** SELECTED TEXT **
--------------------------------------------------
Proof. The first proof is that this follows from Lemma 10.126.1 and Categories, Lemma 4.21.5.

Second proof. Compare with the proof of Lemma 10.8.12. Consider any finite subset $S \subset A$, and any finite collection of polynomial relations $E$ among the elements of $S$. So each $s \in S$ corresponds to $x_ s \in A$ and each $e \in E$ consists of a polynomial $f_ e \in R[X_ s; s\in S]$ such that $f_ e(x_ s) = 0$. Let $A_{S, E} = R[X_ s; s\in S]/(f_ e; e\in E)$ which is a finitely presented $R$-algebra. There are canonical maps $A_{S, E} \to A$. If $S \subset S'$ and if the elements of $E$ correspond, via the map $R[X_ s; s \in S] \to R[X_ s; s\in S']$, to a subset of $E'$, then there is an obvious map $A_{S, E} \to A_{S', E'}$ commuting with the maps to $A$. Thus, setting $\Lambda $ equal the set of pairs $(S, E)$ with ordering by inclusion as above, we get a directed partially ordered set. It is clear that the colimit of this directed system is $A$.

For the last statement, suppose $A = R[x_1, \ldots , x_ n]/I$. In this case, consider the subset $\Lambda ' \subset \Lambda $ consisting of those systems $(S, E)$ above with $S = \{ x_1, \ldots , x_ n\} $. It is easy to see that still $A = \mathop{\mathrm{colim}}\nolimits _{\lambda ' \in \Lambda '} A_{\lambda '}$. Moreover, the transition maps are clearly surjective. $\square$

It turns out that we can characterize ring maps of finite presentation as follows. This in some sense says that the algebras of finite presentation are the “compact” objects in the category of $R$-algebras.
--------------------------------------------------
** RECORDS SHOWN **

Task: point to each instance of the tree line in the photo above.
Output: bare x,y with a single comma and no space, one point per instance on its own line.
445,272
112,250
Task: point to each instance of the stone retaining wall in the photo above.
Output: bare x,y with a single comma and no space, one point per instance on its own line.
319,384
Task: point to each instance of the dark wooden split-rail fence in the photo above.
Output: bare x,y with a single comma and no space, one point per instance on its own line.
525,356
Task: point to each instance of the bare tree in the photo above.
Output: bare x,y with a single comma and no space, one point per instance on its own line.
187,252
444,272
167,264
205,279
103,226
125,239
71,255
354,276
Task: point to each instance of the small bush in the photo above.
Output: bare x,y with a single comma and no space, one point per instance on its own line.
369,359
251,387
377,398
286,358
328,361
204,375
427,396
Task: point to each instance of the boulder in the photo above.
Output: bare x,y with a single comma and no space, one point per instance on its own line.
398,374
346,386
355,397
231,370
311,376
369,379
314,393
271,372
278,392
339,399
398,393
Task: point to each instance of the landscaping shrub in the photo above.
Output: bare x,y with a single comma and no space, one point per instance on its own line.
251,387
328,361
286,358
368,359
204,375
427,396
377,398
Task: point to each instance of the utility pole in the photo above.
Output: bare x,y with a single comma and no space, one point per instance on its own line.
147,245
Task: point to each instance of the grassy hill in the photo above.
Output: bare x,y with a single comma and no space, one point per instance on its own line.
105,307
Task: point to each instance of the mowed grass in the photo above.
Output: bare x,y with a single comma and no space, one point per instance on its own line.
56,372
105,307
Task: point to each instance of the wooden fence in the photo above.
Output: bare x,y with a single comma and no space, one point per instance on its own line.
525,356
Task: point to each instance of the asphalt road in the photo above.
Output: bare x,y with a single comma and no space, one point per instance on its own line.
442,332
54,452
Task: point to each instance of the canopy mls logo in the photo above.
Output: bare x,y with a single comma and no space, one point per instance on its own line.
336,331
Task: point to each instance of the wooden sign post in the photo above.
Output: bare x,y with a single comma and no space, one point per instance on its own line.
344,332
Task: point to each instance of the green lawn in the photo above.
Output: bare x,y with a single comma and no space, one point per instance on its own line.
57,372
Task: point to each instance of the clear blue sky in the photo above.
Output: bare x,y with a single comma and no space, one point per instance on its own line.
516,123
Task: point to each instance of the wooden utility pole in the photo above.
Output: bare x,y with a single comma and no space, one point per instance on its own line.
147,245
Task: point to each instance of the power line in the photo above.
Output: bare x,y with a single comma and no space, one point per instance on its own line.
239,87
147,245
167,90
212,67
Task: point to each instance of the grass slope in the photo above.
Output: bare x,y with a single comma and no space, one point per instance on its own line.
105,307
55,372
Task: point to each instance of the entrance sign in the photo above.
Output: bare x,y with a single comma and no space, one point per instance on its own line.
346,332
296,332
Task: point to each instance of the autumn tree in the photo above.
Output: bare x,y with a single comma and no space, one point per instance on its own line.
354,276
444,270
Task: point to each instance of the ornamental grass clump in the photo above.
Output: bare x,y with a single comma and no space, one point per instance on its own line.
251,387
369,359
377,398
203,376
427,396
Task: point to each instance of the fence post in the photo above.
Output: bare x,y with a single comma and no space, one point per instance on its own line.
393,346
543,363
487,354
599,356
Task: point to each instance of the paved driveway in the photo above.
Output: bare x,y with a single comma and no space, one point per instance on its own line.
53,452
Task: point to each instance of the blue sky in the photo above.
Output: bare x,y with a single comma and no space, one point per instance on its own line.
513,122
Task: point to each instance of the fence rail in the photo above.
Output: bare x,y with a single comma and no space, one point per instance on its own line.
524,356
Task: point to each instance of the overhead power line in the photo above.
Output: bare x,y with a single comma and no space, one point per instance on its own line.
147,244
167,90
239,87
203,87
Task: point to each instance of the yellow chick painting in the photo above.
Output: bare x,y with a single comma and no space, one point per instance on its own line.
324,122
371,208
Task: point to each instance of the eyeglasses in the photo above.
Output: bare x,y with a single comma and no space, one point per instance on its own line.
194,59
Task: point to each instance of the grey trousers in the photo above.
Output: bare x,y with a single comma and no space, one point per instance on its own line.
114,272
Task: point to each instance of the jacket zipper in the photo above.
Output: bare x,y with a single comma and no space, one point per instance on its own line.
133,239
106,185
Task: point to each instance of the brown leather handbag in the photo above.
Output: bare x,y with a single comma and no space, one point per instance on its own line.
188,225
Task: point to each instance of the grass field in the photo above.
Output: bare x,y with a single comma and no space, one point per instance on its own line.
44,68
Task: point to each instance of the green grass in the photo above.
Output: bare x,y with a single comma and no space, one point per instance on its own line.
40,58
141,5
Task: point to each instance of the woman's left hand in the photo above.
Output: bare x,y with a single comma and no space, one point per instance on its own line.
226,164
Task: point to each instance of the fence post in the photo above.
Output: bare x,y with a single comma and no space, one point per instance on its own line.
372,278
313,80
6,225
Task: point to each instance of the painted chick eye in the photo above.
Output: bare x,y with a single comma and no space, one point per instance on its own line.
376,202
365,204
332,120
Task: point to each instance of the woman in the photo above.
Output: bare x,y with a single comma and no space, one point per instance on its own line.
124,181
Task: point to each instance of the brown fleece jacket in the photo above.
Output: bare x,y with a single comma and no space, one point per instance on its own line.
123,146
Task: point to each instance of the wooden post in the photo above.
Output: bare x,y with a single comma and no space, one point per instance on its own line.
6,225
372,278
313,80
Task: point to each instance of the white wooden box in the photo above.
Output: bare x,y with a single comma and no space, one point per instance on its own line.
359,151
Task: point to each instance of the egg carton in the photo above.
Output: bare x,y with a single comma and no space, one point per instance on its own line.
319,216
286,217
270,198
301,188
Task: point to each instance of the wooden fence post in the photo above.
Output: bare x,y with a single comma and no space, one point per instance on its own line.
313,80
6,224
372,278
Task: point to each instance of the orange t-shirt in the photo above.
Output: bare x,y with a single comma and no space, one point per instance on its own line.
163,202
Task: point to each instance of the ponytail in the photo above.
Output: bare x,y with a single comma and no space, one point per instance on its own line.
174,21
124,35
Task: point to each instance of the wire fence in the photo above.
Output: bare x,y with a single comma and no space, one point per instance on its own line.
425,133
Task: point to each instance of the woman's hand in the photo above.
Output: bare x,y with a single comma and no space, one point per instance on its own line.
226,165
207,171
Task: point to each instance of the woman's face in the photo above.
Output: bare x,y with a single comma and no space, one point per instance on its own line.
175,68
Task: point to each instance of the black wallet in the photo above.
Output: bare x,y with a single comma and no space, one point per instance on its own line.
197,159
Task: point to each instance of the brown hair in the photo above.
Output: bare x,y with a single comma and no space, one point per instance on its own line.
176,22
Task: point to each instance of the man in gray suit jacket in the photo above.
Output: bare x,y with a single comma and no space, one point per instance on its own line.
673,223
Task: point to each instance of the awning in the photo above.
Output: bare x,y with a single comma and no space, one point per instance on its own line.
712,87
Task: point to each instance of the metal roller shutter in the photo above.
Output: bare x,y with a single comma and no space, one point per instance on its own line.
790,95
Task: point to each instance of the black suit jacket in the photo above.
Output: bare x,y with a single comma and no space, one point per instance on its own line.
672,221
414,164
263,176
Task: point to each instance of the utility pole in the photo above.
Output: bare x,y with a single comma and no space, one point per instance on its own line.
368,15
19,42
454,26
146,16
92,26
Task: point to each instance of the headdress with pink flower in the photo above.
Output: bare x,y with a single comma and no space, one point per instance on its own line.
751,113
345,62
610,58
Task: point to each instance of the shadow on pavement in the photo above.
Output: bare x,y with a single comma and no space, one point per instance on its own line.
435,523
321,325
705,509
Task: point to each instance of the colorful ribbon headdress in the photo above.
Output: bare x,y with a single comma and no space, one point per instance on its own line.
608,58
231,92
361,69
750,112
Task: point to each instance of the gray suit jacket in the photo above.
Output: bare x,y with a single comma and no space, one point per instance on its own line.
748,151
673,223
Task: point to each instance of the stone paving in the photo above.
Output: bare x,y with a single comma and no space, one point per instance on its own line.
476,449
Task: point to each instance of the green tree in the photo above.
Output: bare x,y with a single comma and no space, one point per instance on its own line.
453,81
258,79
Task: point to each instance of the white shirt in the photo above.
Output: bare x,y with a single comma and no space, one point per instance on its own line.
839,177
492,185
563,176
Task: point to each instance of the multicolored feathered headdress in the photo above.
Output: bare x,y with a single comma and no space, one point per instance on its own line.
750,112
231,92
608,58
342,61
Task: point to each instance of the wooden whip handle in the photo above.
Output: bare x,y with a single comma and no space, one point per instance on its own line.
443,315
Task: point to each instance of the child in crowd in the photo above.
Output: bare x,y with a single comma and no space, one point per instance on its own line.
--------------------------------------------------
** REQUIRED WORK **
[1] Answer these from the proof about writing an algebra as a colimit:
(a) Which lemma is the second proof compared with?
(b) For the last statement, which set $S$ defines the systems in $\Lambda'$?
(c) According to the closing paragraph, what are the algebras of finite presentation in some sense?
[2] In the proof about writing an algebra as a colimit, state when there is a map $A_{S, E} \to A_{S', E'}$ and what that map commutes with.
[3] Write the next part of the text on finitely presented algebras, picking up after its final sentence about "compact" objects.
You can complete everything here without the records.

** EXPECTED RESPONSES **
[1]
(a) Lemma 10.8.12.
(b) $S = \{ x_1, \ldots , x_ n\}$.
(c) The "compact" objects in the category of $R$-algebras.

[2] Such a map exists when $S \subset S'$ and the elements of $E$ correspond, via the map $R[X_ s; s \in S] \to R[X_ s; s\in S']$, to a subset of $E'$. The map commutes with the canonical maps to $A$.

[3]
Lemma 10.126.3. Let $\varphi : R \to S$ be a ring map. The following are equivalent

  1. $\varphi $ is of finite presentation,

  2. for every directed system $A_\lambda $ of $R$-algebras the map

    \[ \mathop{\mathrm{colim}}\nolimits _\lambda \mathop{\mathrm{Hom}}\nolimits _ R(S, A_\lambda ) \longrightarrow \mathop{\mathrm{Hom}}\nolimits _ R(S, \mathop{\mathrm{colim}}\nolimits _\lambda A_\lambda ) \]

    is bijective, and

  3. for every directed system $A_\lambda $ of $R$-algebras the map

    \[ \mathop{\mathrm{colim}}\nolimits _\lambda \mathop{\mathrm{Hom}}\nolimits _ R(S, A_\lambda ) \longrightarrow \mathop{\mathrm{Hom}}\nolimits _ R(S, \mathop{\mathrm{colim}}\nolimits _\lambda A_\lambda ) \]

    is surjective.

Proof. Assume (1) and write $S = R[x_1, \ldots , x_ n] / (f_1, \ldots , f_ m)$. Let $A = \mathop{\mathrm{colim}}\nolimits A_\lambda $. Observe that an $R$-algebra homomorphism $S \to A$ or $S \to A_\lambda $ is determined by the images of $x_1, \ldots , x_ n$. Hence it is clear that $\mathop{\mathrm{colim}}\nolimits _\lambda \mathop{\mathrm{Hom}}\nolimits _ R(S, A_\lambda ) \to \mathop{\mathrm{Hom}}\nolimits _ R(S, A)$ is injective. To see that it is surjective, let $\chi : S \to A$ be an $R$-algebra homomorphism. Then each $x_ i$ maps to some element in the image of some $A_{\lambda _ i}$. We may pick $\mu \geq \lambda _ i$, $i = 1, \ldots , n$ and assume $\chi (x_ i)$ is the image of $y_ i \in A_\mu $ for $i = 1, \ldots , n$. Consider $z_ j = f_ j(y_1, \ldots , y_ n) \in A_\mu $. Since $\chi $ is a homomorphism the image of $z_ j$ in $A = \mathop{\mathrm{colim}}\nolimits _\lambda A_\lambda $ is zero. Hence there exists a $\mu _ j \geq \mu $ such that $z_ j$ maps to zero in $A_{\mu _ j}$. Pick $\nu \geq \mu _ j$, $j = 1, \ldots , m$. Then the images of $z_1, \ldots , z_ m$ are zero in $A_\nu $. This exactly means that the $y_ i$ map to elements $y'_ i \in A_\nu $ which satisfy the relations $f_ j(y'_1, \ldots , y'_ n) = 0$. Thus we obtain a ring map $S \to A_\nu $. This shows that (1) implies (2).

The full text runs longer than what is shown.